Excerpt from a dataset
/---

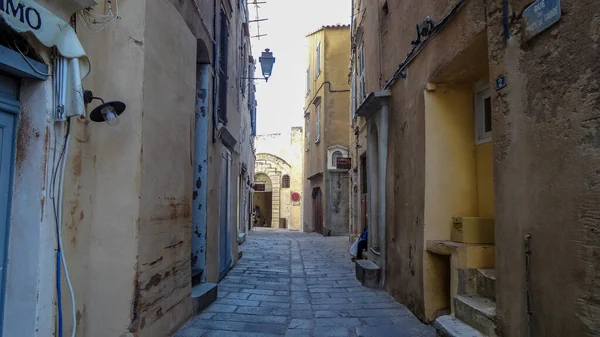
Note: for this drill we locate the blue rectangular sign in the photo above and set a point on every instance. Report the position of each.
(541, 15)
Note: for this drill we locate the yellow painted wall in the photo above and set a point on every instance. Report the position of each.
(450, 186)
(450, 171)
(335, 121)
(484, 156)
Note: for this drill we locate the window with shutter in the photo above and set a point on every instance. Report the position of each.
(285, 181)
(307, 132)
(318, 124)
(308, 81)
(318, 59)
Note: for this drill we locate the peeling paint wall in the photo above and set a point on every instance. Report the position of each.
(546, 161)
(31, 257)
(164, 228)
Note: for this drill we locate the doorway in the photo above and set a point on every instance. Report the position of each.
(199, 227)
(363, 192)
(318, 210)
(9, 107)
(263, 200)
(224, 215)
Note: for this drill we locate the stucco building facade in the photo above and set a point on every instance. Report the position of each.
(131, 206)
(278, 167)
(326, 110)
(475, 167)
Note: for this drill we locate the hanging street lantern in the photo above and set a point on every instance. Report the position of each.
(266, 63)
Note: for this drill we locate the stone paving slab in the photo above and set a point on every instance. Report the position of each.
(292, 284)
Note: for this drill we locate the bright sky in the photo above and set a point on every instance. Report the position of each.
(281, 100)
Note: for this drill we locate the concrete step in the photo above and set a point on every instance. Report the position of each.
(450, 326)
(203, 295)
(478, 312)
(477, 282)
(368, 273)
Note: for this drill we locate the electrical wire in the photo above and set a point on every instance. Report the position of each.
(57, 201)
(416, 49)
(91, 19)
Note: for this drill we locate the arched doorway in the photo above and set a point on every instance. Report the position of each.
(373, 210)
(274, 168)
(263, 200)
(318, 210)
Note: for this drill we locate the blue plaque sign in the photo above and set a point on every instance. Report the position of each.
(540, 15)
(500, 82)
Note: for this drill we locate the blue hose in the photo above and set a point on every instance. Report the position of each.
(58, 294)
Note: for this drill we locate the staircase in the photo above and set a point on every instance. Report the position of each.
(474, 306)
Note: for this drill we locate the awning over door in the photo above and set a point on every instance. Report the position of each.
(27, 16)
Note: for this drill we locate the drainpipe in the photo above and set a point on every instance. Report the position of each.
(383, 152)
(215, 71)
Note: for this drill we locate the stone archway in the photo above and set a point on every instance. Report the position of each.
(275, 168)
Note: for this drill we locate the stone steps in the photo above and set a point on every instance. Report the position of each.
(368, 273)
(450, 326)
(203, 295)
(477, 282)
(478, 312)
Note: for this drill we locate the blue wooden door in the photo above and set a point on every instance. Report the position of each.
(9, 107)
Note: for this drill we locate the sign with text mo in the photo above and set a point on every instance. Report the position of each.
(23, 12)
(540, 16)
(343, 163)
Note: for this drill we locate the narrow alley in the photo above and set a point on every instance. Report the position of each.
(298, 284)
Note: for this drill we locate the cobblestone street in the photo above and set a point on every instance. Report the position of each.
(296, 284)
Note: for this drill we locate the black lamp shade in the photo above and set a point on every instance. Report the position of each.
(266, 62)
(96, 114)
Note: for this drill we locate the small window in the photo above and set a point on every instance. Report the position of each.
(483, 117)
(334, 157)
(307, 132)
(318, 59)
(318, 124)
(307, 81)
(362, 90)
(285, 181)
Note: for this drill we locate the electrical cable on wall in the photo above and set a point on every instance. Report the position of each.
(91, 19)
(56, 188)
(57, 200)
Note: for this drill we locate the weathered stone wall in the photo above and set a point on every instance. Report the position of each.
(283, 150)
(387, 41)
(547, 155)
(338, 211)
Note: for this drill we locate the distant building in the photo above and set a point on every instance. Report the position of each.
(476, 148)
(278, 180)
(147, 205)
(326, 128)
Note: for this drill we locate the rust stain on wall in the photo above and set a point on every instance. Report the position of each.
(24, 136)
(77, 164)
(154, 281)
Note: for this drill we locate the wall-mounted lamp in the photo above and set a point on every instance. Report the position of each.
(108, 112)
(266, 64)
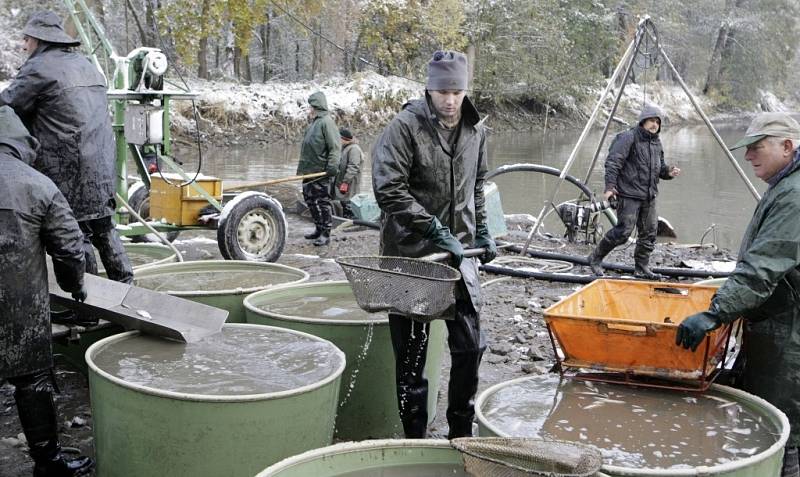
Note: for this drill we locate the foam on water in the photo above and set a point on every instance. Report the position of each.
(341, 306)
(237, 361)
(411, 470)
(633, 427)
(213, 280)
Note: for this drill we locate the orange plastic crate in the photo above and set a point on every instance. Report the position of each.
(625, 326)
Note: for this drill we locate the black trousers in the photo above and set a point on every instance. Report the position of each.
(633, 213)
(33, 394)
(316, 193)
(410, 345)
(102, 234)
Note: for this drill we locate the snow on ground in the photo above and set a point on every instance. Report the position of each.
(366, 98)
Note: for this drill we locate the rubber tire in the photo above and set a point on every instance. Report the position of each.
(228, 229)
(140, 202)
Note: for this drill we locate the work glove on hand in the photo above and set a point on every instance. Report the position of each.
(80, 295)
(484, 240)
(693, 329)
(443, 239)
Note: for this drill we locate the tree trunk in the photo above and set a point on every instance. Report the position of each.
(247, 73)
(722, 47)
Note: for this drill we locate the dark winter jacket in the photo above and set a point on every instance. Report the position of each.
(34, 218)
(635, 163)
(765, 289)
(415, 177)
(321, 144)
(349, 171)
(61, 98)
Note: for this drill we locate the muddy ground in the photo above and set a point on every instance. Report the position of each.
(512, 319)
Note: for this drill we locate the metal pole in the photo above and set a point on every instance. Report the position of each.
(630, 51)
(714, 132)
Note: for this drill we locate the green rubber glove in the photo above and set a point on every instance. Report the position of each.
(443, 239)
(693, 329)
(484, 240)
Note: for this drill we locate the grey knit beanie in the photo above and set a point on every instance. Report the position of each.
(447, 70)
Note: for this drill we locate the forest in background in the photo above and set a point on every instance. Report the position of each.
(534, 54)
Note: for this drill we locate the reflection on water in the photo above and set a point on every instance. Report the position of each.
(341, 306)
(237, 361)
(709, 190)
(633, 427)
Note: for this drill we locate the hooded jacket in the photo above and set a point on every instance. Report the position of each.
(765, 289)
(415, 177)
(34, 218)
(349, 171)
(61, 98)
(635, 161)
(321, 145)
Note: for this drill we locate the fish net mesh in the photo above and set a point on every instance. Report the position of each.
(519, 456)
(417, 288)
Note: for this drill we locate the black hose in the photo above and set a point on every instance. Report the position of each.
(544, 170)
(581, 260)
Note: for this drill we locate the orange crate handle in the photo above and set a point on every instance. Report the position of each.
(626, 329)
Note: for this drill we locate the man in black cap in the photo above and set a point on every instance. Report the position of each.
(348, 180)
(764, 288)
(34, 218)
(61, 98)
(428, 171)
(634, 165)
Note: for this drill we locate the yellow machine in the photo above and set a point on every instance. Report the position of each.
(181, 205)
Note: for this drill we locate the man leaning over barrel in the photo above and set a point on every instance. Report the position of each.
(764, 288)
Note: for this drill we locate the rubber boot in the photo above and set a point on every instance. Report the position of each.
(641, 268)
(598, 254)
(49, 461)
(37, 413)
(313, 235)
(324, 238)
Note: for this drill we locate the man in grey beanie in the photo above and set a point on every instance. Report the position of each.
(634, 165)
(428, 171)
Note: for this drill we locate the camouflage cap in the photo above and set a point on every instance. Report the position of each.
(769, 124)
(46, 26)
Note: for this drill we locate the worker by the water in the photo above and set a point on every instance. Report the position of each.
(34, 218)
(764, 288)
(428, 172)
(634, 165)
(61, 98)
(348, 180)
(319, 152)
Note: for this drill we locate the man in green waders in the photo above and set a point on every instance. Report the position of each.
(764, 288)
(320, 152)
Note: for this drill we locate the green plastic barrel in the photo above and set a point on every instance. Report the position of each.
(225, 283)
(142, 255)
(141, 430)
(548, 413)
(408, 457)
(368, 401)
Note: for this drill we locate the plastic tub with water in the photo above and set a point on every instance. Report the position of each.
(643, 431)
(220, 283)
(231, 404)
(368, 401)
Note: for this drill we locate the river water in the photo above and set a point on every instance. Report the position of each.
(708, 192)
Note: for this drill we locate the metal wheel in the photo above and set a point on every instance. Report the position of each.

\---

Rewrite the stretch from the line containing "Note: for this drill we locate the black hose" through the end of the items, replacing "drill" with "exercise" and leaving everything else unchanged.

Note: for this exercise we locate the black hose in the photo above and set a point on every instance. Report the position of each.
(544, 170)
(581, 260)
Note: for this exercise we locate the orange crate handle in the photo above and set a point on every instance. Report the position of each.
(626, 329)
Note: for this exercise we locate the man in black cap in the photo above and set a point on every instance. Report the position of each.
(348, 180)
(764, 288)
(34, 218)
(61, 98)
(428, 171)
(634, 165)
Note: for this exercise we locate the yellow machine in the photo above and set a point on every instance. Report the position of each.
(181, 205)
Note: for this exercise we locate the man leaning over barrel in the photo above and set a point on every instance. Report the position of each.
(764, 288)
Note: for this exercise we locate the rubber boot in the photo above and set a point on every instance. Report the position of each.
(641, 268)
(598, 254)
(49, 461)
(37, 413)
(313, 235)
(324, 238)
Note: for this exercise we locate the man in grey beanie in the photo above and set a point on every instance. Report the position of each.
(634, 165)
(428, 171)
Note: for this exercise we locate the camouflage cap in the photo above and set a point on every instance. Report the position of each.
(769, 124)
(46, 26)
Note: for this exercise we locate the worker by the water in the photo above and set a point on every instance. Report the position of each.
(34, 218)
(764, 288)
(428, 172)
(634, 165)
(61, 98)
(348, 180)
(319, 152)
Note: for this exercise we locate the man in green waders in the photo above and set a point on every instance. Report the position of each.
(764, 288)
(320, 152)
Note: for this exercise we locate the green plastic barrel in the photo above and set a point on every instance. Report the position of each.
(225, 283)
(142, 255)
(141, 430)
(548, 413)
(408, 457)
(368, 401)
Note: for this exercise we locate the plastic tub with water in the photo above and set a point on every instance. Report the position of each.
(643, 431)
(220, 283)
(231, 404)
(368, 401)
Note: for this exercise we locate the river water in the photo above and set a point on every instance. Report the position of each.
(708, 192)
Note: for this exercise we locate the metal wheel in the photo above and set a point on every instance. Report the position of each.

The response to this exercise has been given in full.